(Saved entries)
* * *
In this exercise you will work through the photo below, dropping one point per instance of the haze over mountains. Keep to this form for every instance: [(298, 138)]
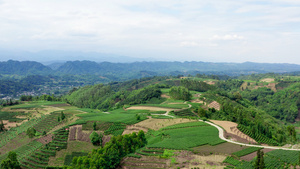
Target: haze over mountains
[(156, 68)]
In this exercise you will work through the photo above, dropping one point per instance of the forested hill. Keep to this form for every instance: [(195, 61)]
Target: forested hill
[(24, 68), (142, 69), (90, 67)]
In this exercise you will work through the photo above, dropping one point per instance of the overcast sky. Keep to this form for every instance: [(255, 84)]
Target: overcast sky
[(183, 30)]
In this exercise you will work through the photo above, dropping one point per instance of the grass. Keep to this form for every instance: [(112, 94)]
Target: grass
[(185, 125), (246, 151), (161, 117), (173, 106), (73, 146), (118, 115), (185, 138), (11, 116), (224, 148), (34, 104)]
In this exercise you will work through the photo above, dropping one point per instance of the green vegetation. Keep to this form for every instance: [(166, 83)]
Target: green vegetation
[(10, 162), (184, 136), (31, 132), (246, 151), (96, 139), (180, 93), (110, 155), (185, 125), (115, 129), (196, 85), (118, 115)]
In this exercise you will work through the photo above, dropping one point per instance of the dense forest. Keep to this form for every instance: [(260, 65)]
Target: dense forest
[(237, 105)]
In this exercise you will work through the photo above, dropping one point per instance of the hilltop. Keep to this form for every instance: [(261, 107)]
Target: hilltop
[(179, 117)]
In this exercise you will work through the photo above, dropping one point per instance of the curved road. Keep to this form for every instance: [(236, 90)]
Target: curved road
[(221, 135)]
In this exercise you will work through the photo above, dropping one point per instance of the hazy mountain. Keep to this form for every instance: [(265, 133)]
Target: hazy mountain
[(88, 67), (48, 57), (22, 68), (141, 68)]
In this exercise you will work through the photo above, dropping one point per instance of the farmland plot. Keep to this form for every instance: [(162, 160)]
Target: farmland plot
[(185, 138)]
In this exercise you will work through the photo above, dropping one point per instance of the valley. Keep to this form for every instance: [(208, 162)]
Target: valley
[(185, 123)]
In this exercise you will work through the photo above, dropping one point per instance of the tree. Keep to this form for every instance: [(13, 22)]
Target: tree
[(259, 163), (95, 126), (95, 139), (10, 162), (180, 93), (31, 132), (2, 128), (62, 116), (138, 117), (201, 112), (100, 139)]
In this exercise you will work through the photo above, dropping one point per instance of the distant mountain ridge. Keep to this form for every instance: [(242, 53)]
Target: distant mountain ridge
[(24, 68), (87, 67), (148, 68)]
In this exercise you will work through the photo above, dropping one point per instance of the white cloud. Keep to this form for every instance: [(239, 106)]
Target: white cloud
[(227, 37), (153, 28)]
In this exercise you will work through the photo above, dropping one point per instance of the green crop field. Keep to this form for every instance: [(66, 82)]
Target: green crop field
[(185, 125), (173, 106), (185, 138), (246, 151), (118, 115)]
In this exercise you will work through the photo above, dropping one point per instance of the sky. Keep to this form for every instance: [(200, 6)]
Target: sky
[(189, 30)]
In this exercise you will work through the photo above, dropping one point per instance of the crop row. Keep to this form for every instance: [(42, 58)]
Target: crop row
[(257, 137), (115, 129), (246, 151), (69, 158), (5, 137), (232, 161), (24, 150), (184, 113), (185, 138), (48, 122)]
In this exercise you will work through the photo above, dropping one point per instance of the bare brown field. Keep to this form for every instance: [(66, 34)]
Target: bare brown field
[(231, 128), (249, 157), (20, 140), (197, 101), (184, 160), (60, 105), (210, 82), (165, 96), (211, 161), (9, 125), (132, 128), (223, 149), (73, 146), (244, 86), (215, 105), (156, 124), (268, 80), (149, 108)]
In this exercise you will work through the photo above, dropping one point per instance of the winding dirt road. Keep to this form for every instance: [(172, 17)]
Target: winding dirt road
[(221, 136)]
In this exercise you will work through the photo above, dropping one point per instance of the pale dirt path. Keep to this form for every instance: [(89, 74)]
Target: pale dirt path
[(221, 132), (221, 136), (151, 108), (231, 128)]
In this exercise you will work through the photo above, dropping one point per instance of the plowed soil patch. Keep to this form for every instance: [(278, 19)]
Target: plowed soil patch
[(156, 124), (149, 108), (224, 148), (133, 128), (268, 80), (249, 157)]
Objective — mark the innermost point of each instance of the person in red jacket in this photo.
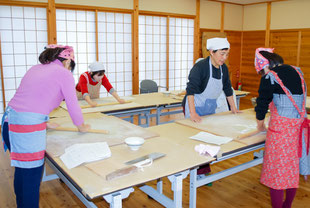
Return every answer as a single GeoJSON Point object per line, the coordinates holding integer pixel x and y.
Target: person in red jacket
{"type": "Point", "coordinates": [90, 82]}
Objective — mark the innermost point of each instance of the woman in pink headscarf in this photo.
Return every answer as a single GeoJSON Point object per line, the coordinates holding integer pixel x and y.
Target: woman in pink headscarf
{"type": "Point", "coordinates": [24, 122]}
{"type": "Point", "coordinates": [282, 89]}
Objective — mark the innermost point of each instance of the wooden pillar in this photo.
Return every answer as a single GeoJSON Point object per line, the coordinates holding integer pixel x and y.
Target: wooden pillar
{"type": "Point", "coordinates": [222, 16]}
{"type": "Point", "coordinates": [2, 79]}
{"type": "Point", "coordinates": [298, 48]}
{"type": "Point", "coordinates": [135, 48]}
{"type": "Point", "coordinates": [268, 19]}
{"type": "Point", "coordinates": [97, 41]}
{"type": "Point", "coordinates": [51, 22]}
{"type": "Point", "coordinates": [197, 31]}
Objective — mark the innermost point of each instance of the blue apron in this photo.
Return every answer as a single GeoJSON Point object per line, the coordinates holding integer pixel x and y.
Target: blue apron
{"type": "Point", "coordinates": [205, 102]}
{"type": "Point", "coordinates": [27, 136]}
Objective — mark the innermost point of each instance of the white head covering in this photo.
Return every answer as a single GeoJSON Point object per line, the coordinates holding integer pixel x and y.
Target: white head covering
{"type": "Point", "coordinates": [217, 43]}
{"type": "Point", "coordinates": [96, 66]}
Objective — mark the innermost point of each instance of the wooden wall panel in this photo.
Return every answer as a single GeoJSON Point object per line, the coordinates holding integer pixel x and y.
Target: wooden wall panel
{"type": "Point", "coordinates": [249, 78]}
{"type": "Point", "coordinates": [304, 61]}
{"type": "Point", "coordinates": [285, 44]}
{"type": "Point", "coordinates": [234, 38]}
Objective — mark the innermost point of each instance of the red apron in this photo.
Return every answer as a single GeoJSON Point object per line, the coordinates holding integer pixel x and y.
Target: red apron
{"type": "Point", "coordinates": [93, 90]}
{"type": "Point", "coordinates": [283, 145]}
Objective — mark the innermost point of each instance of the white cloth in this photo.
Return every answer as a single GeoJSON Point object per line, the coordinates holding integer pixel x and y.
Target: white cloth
{"type": "Point", "coordinates": [207, 150]}
{"type": "Point", "coordinates": [96, 66]}
{"type": "Point", "coordinates": [217, 43]}
{"type": "Point", "coordinates": [211, 138]}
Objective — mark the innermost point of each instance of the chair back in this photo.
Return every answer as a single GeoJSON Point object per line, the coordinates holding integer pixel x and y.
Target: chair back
{"type": "Point", "coordinates": [148, 86]}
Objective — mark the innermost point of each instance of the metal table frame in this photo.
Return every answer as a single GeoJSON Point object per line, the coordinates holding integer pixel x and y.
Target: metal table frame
{"type": "Point", "coordinates": [115, 198]}
{"type": "Point", "coordinates": [194, 183]}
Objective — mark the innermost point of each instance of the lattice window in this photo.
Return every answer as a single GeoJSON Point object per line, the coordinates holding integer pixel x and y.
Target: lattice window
{"type": "Point", "coordinates": [23, 33]}
{"type": "Point", "coordinates": [181, 51]}
{"type": "Point", "coordinates": [153, 49]}
{"type": "Point", "coordinates": [115, 50]}
{"type": "Point", "coordinates": [78, 29]}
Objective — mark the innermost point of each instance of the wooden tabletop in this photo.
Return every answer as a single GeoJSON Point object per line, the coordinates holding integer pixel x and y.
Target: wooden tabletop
{"type": "Point", "coordinates": [91, 177]}
{"type": "Point", "coordinates": [173, 141]}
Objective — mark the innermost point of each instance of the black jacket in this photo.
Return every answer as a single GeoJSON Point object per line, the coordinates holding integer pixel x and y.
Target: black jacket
{"type": "Point", "coordinates": [199, 78]}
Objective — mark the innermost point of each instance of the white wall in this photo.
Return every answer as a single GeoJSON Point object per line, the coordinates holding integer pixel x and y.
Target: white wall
{"type": "Point", "coordinates": [255, 17]}
{"type": "Point", "coordinates": [210, 15]}
{"type": "Point", "coordinates": [170, 6]}
{"type": "Point", "coordinates": [233, 15]}
{"type": "Point", "coordinates": [290, 14]}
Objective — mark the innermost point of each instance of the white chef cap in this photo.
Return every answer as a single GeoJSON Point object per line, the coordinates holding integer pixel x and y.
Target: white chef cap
{"type": "Point", "coordinates": [96, 66]}
{"type": "Point", "coordinates": [217, 43]}
{"type": "Point", "coordinates": [199, 59]}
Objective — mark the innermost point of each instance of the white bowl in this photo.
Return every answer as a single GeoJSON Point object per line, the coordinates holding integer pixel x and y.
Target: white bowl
{"type": "Point", "coordinates": [166, 93]}
{"type": "Point", "coordinates": [134, 143]}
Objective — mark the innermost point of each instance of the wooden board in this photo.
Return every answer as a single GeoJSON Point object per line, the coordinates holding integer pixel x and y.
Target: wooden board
{"type": "Point", "coordinates": [180, 134]}
{"type": "Point", "coordinates": [106, 107]}
{"type": "Point", "coordinates": [228, 124]}
{"type": "Point", "coordinates": [58, 141]}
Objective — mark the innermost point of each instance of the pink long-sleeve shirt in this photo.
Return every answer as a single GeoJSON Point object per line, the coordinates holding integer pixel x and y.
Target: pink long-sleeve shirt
{"type": "Point", "coordinates": [44, 87]}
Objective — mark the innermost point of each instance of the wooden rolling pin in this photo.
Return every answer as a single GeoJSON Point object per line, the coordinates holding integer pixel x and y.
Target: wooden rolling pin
{"type": "Point", "coordinates": [104, 104]}
{"type": "Point", "coordinates": [121, 172]}
{"type": "Point", "coordinates": [251, 133]}
{"type": "Point", "coordinates": [98, 131]}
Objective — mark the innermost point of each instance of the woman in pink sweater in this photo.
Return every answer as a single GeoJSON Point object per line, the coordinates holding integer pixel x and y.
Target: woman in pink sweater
{"type": "Point", "coordinates": [24, 122]}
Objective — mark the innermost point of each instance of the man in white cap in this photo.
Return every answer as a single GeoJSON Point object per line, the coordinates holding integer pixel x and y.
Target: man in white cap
{"type": "Point", "coordinates": [207, 79]}
{"type": "Point", "coordinates": [90, 82]}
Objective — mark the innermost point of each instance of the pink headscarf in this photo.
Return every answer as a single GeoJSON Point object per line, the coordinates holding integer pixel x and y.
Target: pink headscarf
{"type": "Point", "coordinates": [68, 53]}
{"type": "Point", "coordinates": [260, 61]}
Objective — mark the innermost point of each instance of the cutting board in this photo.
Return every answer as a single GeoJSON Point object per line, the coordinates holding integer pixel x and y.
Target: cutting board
{"type": "Point", "coordinates": [229, 125]}
{"type": "Point", "coordinates": [119, 130]}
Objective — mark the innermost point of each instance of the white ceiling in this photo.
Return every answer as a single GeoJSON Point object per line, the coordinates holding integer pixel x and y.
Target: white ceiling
{"type": "Point", "coordinates": [245, 1]}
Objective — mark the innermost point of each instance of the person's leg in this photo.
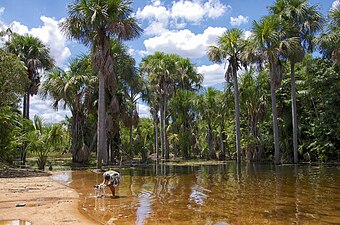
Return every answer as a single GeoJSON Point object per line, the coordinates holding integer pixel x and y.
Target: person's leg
{"type": "Point", "coordinates": [112, 188]}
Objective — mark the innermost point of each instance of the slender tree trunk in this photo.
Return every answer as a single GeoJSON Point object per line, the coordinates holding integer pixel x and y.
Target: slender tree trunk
{"type": "Point", "coordinates": [26, 116]}
{"type": "Point", "coordinates": [294, 113]}
{"type": "Point", "coordinates": [222, 155]}
{"type": "Point", "coordinates": [237, 115]}
{"type": "Point", "coordinates": [167, 151]}
{"type": "Point", "coordinates": [162, 130]}
{"type": "Point", "coordinates": [74, 138]}
{"type": "Point", "coordinates": [101, 129]}
{"type": "Point", "coordinates": [131, 153]}
{"type": "Point", "coordinates": [274, 111]}
{"type": "Point", "coordinates": [156, 138]}
{"type": "Point", "coordinates": [212, 153]}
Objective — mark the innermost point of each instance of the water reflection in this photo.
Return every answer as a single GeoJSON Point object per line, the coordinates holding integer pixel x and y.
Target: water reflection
{"type": "Point", "coordinates": [222, 194]}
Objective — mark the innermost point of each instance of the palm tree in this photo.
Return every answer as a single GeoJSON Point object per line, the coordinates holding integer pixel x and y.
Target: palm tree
{"type": "Point", "coordinates": [329, 40]}
{"type": "Point", "coordinates": [269, 40]}
{"type": "Point", "coordinates": [299, 20]}
{"type": "Point", "coordinates": [229, 49]}
{"type": "Point", "coordinates": [94, 23]}
{"type": "Point", "coordinates": [36, 57]}
{"type": "Point", "coordinates": [74, 89]}
{"type": "Point", "coordinates": [253, 92]}
{"type": "Point", "coordinates": [129, 85]}
{"type": "Point", "coordinates": [207, 105]}
{"type": "Point", "coordinates": [158, 68]}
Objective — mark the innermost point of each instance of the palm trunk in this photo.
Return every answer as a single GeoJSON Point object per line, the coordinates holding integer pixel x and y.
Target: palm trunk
{"type": "Point", "coordinates": [294, 113]}
{"type": "Point", "coordinates": [74, 138]}
{"type": "Point", "coordinates": [237, 115]}
{"type": "Point", "coordinates": [131, 153]}
{"type": "Point", "coordinates": [26, 116]}
{"type": "Point", "coordinates": [166, 122]}
{"type": "Point", "coordinates": [274, 111]}
{"type": "Point", "coordinates": [162, 130]}
{"type": "Point", "coordinates": [156, 138]}
{"type": "Point", "coordinates": [212, 153]}
{"type": "Point", "coordinates": [101, 129]}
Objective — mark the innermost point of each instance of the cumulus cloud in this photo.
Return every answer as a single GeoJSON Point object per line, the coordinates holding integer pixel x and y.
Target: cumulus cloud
{"type": "Point", "coordinates": [179, 14]}
{"type": "Point", "coordinates": [50, 35]}
{"type": "Point", "coordinates": [143, 110]}
{"type": "Point", "coordinates": [213, 74]}
{"type": "Point", "coordinates": [184, 42]}
{"type": "Point", "coordinates": [237, 21]}
{"type": "Point", "coordinates": [157, 15]}
{"type": "Point", "coordinates": [43, 108]}
{"type": "Point", "coordinates": [247, 34]}
{"type": "Point", "coordinates": [2, 10]}
{"type": "Point", "coordinates": [334, 4]}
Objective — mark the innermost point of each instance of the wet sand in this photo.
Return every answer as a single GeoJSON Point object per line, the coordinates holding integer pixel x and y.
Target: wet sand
{"type": "Point", "coordinates": [45, 201]}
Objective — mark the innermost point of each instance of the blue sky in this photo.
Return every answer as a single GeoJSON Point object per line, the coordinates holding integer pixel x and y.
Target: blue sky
{"type": "Point", "coordinates": [184, 27]}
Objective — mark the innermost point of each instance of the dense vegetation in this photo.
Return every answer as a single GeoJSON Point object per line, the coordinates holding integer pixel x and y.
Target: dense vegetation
{"type": "Point", "coordinates": [280, 102]}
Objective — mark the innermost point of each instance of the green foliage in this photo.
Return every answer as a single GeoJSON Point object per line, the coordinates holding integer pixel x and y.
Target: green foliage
{"type": "Point", "coordinates": [10, 133]}
{"type": "Point", "coordinates": [44, 138]}
{"type": "Point", "coordinates": [321, 111]}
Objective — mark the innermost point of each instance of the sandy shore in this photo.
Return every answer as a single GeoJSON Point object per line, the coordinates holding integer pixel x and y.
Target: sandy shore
{"type": "Point", "coordinates": [46, 201]}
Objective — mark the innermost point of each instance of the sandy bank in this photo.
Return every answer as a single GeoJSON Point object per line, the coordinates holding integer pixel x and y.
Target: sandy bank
{"type": "Point", "coordinates": [46, 201]}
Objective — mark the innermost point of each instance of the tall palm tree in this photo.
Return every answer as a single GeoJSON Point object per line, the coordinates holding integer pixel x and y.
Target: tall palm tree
{"type": "Point", "coordinates": [36, 57]}
{"type": "Point", "coordinates": [94, 23]}
{"type": "Point", "coordinates": [74, 88]}
{"type": "Point", "coordinates": [158, 71]}
{"type": "Point", "coordinates": [300, 20]}
{"type": "Point", "coordinates": [268, 39]}
{"type": "Point", "coordinates": [229, 49]}
{"type": "Point", "coordinates": [208, 107]}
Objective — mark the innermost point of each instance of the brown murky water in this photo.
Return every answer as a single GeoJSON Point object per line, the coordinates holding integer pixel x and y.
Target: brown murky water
{"type": "Point", "coordinates": [260, 194]}
{"type": "Point", "coordinates": [14, 222]}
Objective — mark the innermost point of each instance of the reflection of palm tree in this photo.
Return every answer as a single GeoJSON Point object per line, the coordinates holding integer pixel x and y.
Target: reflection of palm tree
{"type": "Point", "coordinates": [230, 46]}
{"type": "Point", "coordinates": [94, 23]}
{"type": "Point", "coordinates": [75, 88]}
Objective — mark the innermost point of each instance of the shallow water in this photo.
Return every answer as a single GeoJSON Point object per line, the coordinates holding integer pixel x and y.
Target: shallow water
{"type": "Point", "coordinates": [14, 222]}
{"type": "Point", "coordinates": [258, 194]}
* * *
_Exercise directions_
Set the pictures aside and reproduce exactly the lines above, from the line holding "leg in this photo." through the line holding "tree trunk in this photo.", both included, with nothing else.

_Result below_
Objective — mark the innermost point of each instance of the person's leg in this photo.
Return every answer as a single GeoJSON Point object per line, the coordinates holding integer pixel x and y.
Target: person's leg
{"type": "Point", "coordinates": [112, 188]}
Objective — mark the innermost point of each instance of the slender tree trunk in this photo.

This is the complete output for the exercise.